Exactly as written, set down every entry once more.

[[ PROVIDED RECORDS, beginning ]]

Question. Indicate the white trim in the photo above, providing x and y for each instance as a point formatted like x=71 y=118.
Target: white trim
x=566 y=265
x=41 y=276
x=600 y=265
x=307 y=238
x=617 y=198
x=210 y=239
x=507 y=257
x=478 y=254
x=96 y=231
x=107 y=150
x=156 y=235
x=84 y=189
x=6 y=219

[[ PROVIDED RECORDS, end ]]

> SOLUTION FOR THIS TASK:
Question. Indicate the white trim in the photo above, providing x and y for each instance as a point formatted like x=71 y=118.
Target: white trim
x=566 y=265
x=41 y=276
x=600 y=265
x=307 y=238
x=617 y=198
x=210 y=239
x=507 y=257
x=478 y=254
x=96 y=231
x=107 y=150
x=156 y=235
x=84 y=189
x=6 y=219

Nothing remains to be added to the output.